### Indicaciones:
Redacta la continuación del artículo sobre la freidora de aire que figura más abajo, empezando justo después de su última oración.

### Texto fuente:

________

El lado oscuro de tu freidora de aire

A la pregunta de “bueno, ¿cómo están los máquinas?”, la respuesta es clara: están que arden

FERNANDO HERNÁNDEZ / Getty

La semana pasada, el primer despegue de prueba de un cohete SpaceX Starship, el vehículo de lanzamiento más poderoso construido por el hombre, terminó en un espectáculo fabuloso de fuegos artificiales sobre el golfo de México. Por otro lado, sin importar lo que digan las clasificaciones y listas oficiales del gremio editorial, pasada la gran fiesta de los libros y las rosas de la Diada de Sant Jordi en Catalunya, los grandes vencedores a nivel de ventas, año tras año, son los recetarios de la airfryer, nuestra amiga la freidora de aire.

Ella, más que el Starship, es el trasto de la década, sin lugar a dudas. El enjambre de libros de cocina que zumban a su alrededor lidera la lista de más vendidos en Amazon desde que la fiera salió al mercado. Las máquinas lo petan, pido disculpas por el chiste, y son capaces de despertar en nosotros una fascinación semejante a la que provocan los faros de un coche en las retinas de un zorro cruzando de noche una carretera comarcal.

________

### Datos almacenados:
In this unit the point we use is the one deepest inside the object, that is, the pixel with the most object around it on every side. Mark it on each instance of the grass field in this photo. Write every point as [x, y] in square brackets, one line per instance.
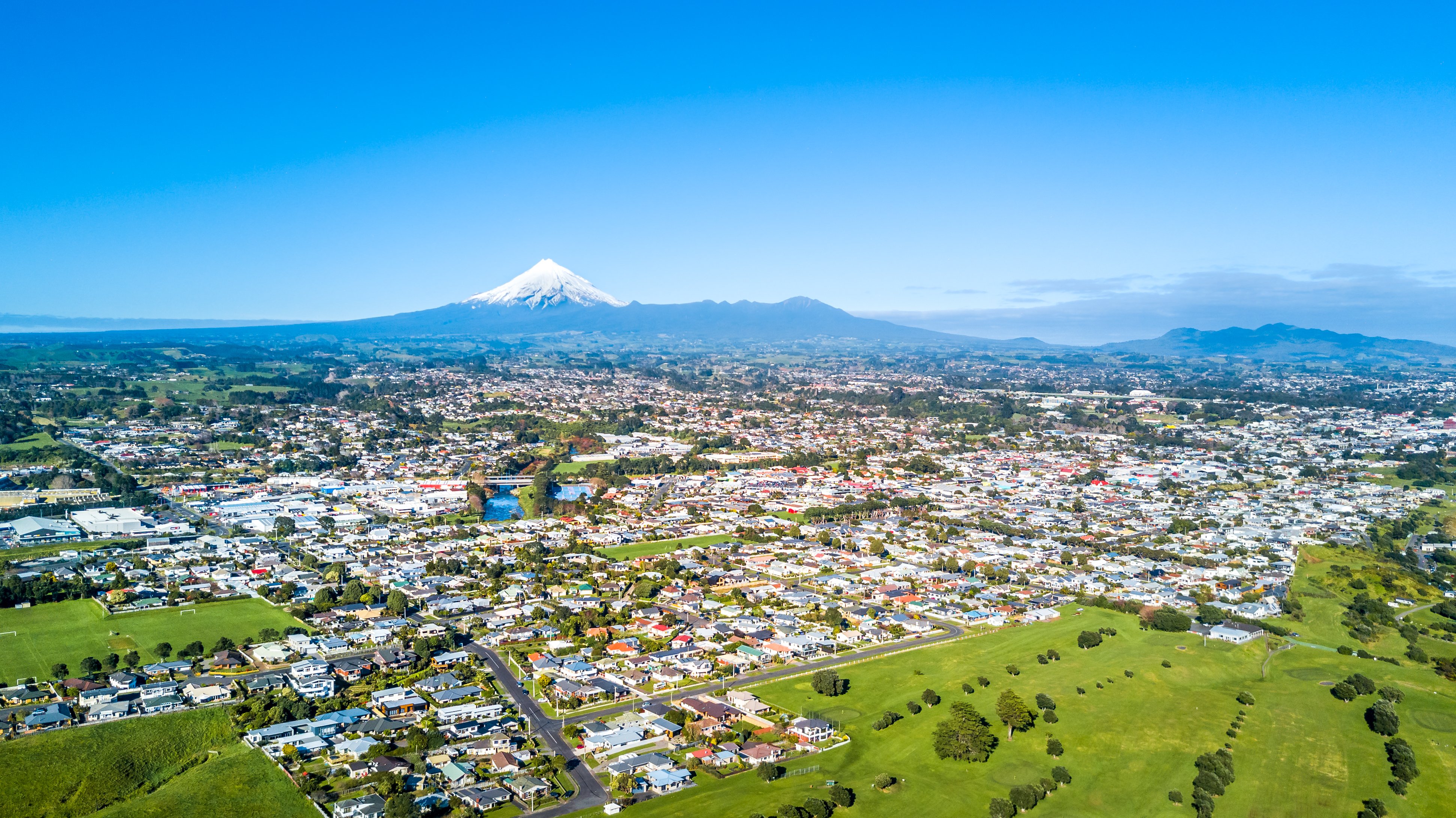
[31, 441]
[81, 770]
[1127, 744]
[69, 632]
[663, 546]
[239, 782]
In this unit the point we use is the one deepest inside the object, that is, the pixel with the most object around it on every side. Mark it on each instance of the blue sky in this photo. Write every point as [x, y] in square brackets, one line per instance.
[1069, 172]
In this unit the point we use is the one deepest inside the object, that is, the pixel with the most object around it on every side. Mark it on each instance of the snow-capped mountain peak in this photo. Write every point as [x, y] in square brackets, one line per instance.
[544, 286]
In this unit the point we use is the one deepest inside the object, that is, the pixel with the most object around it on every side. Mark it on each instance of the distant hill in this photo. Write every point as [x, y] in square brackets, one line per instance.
[1283, 342]
[550, 301]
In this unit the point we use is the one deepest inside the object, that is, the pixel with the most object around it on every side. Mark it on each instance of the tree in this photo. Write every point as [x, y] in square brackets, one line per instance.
[1382, 719]
[1171, 621]
[829, 683]
[1014, 714]
[965, 736]
[1208, 782]
[1024, 798]
[397, 602]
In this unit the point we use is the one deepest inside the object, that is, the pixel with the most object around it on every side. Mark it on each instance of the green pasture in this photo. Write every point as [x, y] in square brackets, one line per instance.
[69, 632]
[238, 782]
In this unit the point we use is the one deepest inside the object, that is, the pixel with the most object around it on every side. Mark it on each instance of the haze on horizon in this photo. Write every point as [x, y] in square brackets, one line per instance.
[1077, 175]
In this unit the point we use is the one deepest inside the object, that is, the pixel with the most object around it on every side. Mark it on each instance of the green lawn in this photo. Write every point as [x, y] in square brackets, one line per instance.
[1304, 753]
[69, 632]
[239, 782]
[663, 546]
[33, 441]
[81, 770]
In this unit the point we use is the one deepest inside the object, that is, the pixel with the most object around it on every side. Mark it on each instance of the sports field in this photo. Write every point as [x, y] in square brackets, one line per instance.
[1126, 744]
[663, 546]
[69, 632]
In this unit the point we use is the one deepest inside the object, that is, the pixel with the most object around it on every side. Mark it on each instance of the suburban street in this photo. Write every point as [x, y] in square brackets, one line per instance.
[589, 790]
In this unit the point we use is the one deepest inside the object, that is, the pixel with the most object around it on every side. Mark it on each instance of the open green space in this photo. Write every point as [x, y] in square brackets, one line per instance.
[1126, 744]
[31, 441]
[663, 546]
[238, 782]
[81, 770]
[69, 632]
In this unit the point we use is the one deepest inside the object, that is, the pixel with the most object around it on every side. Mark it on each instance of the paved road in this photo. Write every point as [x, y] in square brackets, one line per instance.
[589, 790]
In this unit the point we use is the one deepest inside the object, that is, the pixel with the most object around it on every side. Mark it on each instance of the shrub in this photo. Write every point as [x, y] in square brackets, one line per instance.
[1382, 719]
[1024, 798]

________

### Resultado:
Las máquinas, y su compromiso de sacarnos de la cocina, del tedio de lo cotidiano; las máquinas, y su promesa de un futuro ilusionante, lejos de la debacle conocida, de nuestro planeta doméstico. Las máquinas, y el horizonte de tiempo libre que profetizan.

De entre las grandes cuestiones fundamentales que turban la paz de espíritu del ser humano, una de las más apremiantes es la de necesitar alimentarse unas tres veces al día, básicamente a diario, durante unos 80 años de vida. Pero lo que nos preocupa y martiriza de este hecho, hoy día y en la parte privilegiada del mundo occidental en la que vivimos, no es la urgencia de saciar el hambre física para seguir vivos. El hambre que nos quita el sueño no es la de la base de la pirámide de Maslow: todos aquí y ahora sabemos que nunca moriremos de hambre.

La promesa de la freidora de aire es la misma que en su momento fue la de los grandes éxitos que la precedieron, como el instant pot u olla a presión eléctrica programable, la crock pot u olla lenta, o hasta el microondas: la de presionar un botón y olvidarse de la cocina, la de la automatización definitiva de la alimentación doméstica, para abrazar la modernidad de un nuevo paradigma de multitarea y libertad.

Pero pese a prometer más tiempo libre abiertamente, el hambre que sacian los recetarios de la freidora de aire es otra: la de los tercer, cuarto y quinto pisos del triángulo de Maslow: afiliación, reconocimiento y autorrealización.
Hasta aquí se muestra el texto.